--- start ---
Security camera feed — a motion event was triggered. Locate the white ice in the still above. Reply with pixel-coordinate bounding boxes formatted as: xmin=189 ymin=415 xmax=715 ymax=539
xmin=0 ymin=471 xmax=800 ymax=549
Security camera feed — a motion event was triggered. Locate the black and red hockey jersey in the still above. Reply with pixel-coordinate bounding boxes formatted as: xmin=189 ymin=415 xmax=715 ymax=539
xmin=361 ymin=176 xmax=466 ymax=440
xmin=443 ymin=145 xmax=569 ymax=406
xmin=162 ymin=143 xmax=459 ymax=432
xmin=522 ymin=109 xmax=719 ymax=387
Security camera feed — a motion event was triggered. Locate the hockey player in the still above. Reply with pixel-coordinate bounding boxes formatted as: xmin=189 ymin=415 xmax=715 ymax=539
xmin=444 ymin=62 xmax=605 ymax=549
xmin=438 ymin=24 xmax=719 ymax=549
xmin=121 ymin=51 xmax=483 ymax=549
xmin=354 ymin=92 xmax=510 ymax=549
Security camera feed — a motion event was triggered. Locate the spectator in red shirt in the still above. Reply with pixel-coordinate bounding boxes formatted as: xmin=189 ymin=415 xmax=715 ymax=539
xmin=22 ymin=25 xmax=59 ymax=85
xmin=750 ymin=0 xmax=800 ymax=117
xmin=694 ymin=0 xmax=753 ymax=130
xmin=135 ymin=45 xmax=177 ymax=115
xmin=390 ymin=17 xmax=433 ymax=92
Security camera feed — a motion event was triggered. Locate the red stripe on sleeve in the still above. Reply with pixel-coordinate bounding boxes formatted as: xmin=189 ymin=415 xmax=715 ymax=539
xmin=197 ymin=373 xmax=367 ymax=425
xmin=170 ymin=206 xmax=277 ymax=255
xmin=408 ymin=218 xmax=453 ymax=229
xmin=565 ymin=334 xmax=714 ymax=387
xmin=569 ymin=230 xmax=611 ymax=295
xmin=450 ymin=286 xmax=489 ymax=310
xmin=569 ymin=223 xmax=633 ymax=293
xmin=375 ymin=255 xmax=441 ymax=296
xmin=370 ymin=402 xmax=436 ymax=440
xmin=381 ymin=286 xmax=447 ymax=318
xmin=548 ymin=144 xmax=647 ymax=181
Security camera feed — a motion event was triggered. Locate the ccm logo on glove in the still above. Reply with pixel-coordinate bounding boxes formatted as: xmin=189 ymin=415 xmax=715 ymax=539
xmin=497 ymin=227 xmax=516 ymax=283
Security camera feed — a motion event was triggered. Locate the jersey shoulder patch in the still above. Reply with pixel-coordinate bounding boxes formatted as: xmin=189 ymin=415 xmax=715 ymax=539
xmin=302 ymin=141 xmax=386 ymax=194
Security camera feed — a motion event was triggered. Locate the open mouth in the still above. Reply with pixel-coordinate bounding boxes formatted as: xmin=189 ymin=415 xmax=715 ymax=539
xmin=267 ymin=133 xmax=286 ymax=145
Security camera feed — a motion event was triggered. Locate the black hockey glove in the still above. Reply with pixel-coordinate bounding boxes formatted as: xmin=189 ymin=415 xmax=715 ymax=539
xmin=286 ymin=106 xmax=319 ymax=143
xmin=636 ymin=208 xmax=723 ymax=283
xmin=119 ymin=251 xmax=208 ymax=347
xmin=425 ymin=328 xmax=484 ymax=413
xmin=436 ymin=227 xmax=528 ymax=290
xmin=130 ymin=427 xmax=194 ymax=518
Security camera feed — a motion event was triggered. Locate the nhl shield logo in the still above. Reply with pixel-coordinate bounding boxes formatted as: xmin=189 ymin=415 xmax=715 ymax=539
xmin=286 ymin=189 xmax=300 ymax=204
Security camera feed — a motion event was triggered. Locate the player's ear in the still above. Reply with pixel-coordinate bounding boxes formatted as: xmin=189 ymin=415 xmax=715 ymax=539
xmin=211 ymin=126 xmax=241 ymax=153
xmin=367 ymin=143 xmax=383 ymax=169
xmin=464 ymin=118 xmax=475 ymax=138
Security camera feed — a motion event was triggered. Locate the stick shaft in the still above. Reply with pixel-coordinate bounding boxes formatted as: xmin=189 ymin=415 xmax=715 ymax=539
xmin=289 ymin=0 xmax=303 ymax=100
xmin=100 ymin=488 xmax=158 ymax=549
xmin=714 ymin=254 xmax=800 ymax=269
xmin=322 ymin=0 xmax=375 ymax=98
--- end ---
*Problem statement:* Copy every line of the data above word for word, in the same order.

*Answer below:*
Security camera feed — a motion event was triggered. Locate the white ice in the still above. Reply with pixel-coordinate bounding boxes formatted as: xmin=189 ymin=415 xmax=715 ymax=539
xmin=0 ymin=471 xmax=800 ymax=549
Security camera feed — a motion event was triggered. Locate the black and red hockey jersey in the still above. Reply with pixel-coordinate bounding boxes formatted as: xmin=189 ymin=415 xmax=715 ymax=539
xmin=361 ymin=176 xmax=466 ymax=440
xmin=443 ymin=145 xmax=569 ymax=406
xmin=162 ymin=143 xmax=459 ymax=432
xmin=522 ymin=109 xmax=719 ymax=387
Security camera feed — a motion event was triggered. Locate the hockey player in the still above. Reply with pixel-coordinate bounding boxes formatted as: xmin=189 ymin=415 xmax=715 ymax=539
xmin=444 ymin=62 xmax=605 ymax=549
xmin=438 ymin=24 xmax=719 ymax=549
xmin=121 ymin=51 xmax=483 ymax=549
xmin=354 ymin=92 xmax=510 ymax=549
Security camera feed — a motion event was triggered. Locate the spectator in red shirt in the still above. Reply with pixel-coordinate bounding boxes formatted as: xmin=189 ymin=415 xmax=715 ymax=539
xmin=22 ymin=25 xmax=59 ymax=85
xmin=750 ymin=0 xmax=800 ymax=117
xmin=694 ymin=0 xmax=753 ymax=130
xmin=135 ymin=45 xmax=177 ymax=115
xmin=390 ymin=17 xmax=433 ymax=92
Security camera feed — a motion event was triggered. Locate the red stripe on sleeve in the still above. Reply with pixel-coordinate bounding boxes formatted as: xmin=189 ymin=415 xmax=715 ymax=539
xmin=197 ymin=373 xmax=367 ymax=425
xmin=170 ymin=206 xmax=277 ymax=255
xmin=408 ymin=218 xmax=453 ymax=229
xmin=565 ymin=334 xmax=714 ymax=387
xmin=569 ymin=230 xmax=611 ymax=295
xmin=450 ymin=286 xmax=489 ymax=310
xmin=569 ymin=223 xmax=633 ymax=293
xmin=375 ymin=255 xmax=441 ymax=296
xmin=370 ymin=402 xmax=436 ymax=440
xmin=381 ymin=286 xmax=447 ymax=318
xmin=548 ymin=144 xmax=647 ymax=181
Security camera feed — a motion event was triggered. Locate the ccm logo on glove in the still above. Reply with pixel-coordinate bounding boxes formatted as: xmin=189 ymin=415 xmax=715 ymax=539
xmin=497 ymin=227 xmax=516 ymax=283
Security camera feed — a motion event was triggered. Locate the jersey shoulder patch in the still above. Reply with pixel-coordinate bounding boxes formatted as: xmin=189 ymin=415 xmax=715 ymax=539
xmin=302 ymin=141 xmax=386 ymax=194
Security camera feed — a motion event was triggered. Locate the open mouth in the still above. Reply with pixel-coordinate bounding boxes formatted as: xmin=189 ymin=415 xmax=715 ymax=539
xmin=267 ymin=133 xmax=286 ymax=145
Security camera feed — a motion event was triggered. Locate the black hockey glove in the still above. Reply with pixel-coordinate bounding boxes formatted as: xmin=189 ymin=415 xmax=715 ymax=539
xmin=286 ymin=106 xmax=319 ymax=143
xmin=636 ymin=208 xmax=723 ymax=283
xmin=119 ymin=251 xmax=208 ymax=347
xmin=425 ymin=328 xmax=484 ymax=413
xmin=436 ymin=227 xmax=528 ymax=290
xmin=130 ymin=427 xmax=194 ymax=518
Security camera feed — a motion event was triggered. Locate the nhl shield logo in the still above. Reply with pixel-coordinate bounding boxes formatted as: xmin=189 ymin=415 xmax=715 ymax=539
xmin=286 ymin=189 xmax=300 ymax=204
Security camera feed — a motion event was triggered. Locate the player's ear in the still above. Reply with pixel-coordinate bounding boxes formatted as: xmin=189 ymin=415 xmax=715 ymax=539
xmin=211 ymin=126 xmax=241 ymax=153
xmin=367 ymin=143 xmax=383 ymax=169
xmin=464 ymin=118 xmax=475 ymax=138
Security camera feed — a motion event was triggered. Locate the stick shaft in the still above. Reply with pixel-coordinate bounding boxes formatted as: xmin=189 ymin=415 xmax=715 ymax=539
xmin=289 ymin=0 xmax=303 ymax=100
xmin=100 ymin=488 xmax=158 ymax=549
xmin=714 ymin=254 xmax=800 ymax=269
xmin=322 ymin=0 xmax=375 ymax=98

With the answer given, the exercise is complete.